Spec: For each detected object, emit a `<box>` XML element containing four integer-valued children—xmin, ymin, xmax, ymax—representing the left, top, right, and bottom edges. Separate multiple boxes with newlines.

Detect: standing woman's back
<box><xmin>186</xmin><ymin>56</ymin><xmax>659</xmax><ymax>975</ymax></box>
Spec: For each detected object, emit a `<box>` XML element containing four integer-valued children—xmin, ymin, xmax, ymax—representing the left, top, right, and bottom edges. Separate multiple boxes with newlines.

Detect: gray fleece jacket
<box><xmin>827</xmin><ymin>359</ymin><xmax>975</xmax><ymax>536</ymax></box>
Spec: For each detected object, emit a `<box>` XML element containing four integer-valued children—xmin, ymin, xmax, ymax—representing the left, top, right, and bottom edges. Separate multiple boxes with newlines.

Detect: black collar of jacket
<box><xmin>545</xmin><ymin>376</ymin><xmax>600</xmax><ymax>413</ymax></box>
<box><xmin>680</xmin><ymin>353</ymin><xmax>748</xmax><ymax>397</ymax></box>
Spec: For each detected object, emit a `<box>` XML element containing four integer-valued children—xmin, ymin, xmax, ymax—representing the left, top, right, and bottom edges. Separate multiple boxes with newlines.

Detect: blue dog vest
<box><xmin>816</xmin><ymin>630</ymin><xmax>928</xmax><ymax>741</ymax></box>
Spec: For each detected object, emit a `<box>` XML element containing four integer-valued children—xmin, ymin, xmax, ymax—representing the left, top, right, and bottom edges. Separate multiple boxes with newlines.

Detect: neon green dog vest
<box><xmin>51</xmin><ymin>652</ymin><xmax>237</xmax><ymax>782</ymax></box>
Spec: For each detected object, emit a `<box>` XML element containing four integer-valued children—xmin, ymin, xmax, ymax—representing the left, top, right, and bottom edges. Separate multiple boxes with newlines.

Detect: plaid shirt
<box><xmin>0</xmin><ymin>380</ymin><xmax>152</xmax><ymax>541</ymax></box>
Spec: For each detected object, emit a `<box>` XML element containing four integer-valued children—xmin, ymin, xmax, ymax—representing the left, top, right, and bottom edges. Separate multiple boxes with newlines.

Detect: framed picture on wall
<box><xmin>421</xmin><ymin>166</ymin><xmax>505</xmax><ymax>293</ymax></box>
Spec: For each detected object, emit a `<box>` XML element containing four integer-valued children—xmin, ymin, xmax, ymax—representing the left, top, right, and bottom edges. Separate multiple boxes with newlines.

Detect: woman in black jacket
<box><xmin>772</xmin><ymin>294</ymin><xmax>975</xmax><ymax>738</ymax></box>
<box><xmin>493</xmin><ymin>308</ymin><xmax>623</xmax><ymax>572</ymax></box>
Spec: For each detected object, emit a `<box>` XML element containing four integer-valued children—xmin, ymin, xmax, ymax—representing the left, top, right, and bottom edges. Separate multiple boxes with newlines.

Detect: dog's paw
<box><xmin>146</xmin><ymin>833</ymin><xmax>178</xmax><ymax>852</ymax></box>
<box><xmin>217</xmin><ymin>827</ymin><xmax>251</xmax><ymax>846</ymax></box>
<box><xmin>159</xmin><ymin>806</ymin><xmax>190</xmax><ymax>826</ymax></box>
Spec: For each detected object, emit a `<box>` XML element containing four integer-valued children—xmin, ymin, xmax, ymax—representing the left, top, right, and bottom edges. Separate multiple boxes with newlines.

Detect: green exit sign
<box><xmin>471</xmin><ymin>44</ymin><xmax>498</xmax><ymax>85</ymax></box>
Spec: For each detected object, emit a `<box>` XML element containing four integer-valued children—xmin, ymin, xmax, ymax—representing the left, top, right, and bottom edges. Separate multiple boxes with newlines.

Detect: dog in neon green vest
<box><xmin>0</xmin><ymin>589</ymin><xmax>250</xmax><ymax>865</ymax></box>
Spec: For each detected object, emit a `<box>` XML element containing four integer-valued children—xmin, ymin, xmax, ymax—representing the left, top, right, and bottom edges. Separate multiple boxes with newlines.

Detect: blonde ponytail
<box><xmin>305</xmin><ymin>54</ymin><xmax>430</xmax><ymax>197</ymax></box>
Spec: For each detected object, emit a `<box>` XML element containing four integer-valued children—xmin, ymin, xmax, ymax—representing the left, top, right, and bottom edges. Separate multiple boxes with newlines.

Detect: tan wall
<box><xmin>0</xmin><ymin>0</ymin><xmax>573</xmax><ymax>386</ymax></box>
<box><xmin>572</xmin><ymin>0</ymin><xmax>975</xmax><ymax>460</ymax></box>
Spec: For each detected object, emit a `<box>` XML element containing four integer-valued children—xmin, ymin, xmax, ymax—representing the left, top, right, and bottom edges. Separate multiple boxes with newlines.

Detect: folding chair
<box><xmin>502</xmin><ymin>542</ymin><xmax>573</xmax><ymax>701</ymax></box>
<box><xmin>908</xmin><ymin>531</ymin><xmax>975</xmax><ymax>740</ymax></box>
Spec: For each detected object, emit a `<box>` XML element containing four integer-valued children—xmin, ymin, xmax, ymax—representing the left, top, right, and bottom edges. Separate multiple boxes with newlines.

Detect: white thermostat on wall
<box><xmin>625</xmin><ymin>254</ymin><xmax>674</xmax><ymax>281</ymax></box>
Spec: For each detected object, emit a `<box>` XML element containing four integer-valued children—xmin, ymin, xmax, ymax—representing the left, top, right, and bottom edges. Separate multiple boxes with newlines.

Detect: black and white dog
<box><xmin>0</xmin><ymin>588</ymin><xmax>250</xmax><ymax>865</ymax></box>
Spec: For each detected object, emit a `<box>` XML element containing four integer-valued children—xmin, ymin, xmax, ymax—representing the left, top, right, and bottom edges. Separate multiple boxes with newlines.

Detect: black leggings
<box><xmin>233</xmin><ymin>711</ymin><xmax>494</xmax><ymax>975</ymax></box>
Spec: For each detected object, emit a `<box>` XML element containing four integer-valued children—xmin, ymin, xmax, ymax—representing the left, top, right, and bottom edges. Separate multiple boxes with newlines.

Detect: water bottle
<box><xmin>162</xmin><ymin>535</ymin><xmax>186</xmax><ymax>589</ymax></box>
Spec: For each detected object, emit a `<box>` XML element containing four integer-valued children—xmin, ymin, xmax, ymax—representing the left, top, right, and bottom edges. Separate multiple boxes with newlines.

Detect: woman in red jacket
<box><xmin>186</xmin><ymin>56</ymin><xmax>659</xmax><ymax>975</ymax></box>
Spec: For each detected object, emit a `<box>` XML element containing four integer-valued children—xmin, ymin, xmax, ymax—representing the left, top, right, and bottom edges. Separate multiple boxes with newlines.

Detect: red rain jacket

____________________

> _Requirement_: Collect every line in the records above that contains the word "green", and copy each of those lines in full.

> _Answer for this exercise_:
Detect: neon green dog vest
Detect: green exit sign
Detect: dog in neon green vest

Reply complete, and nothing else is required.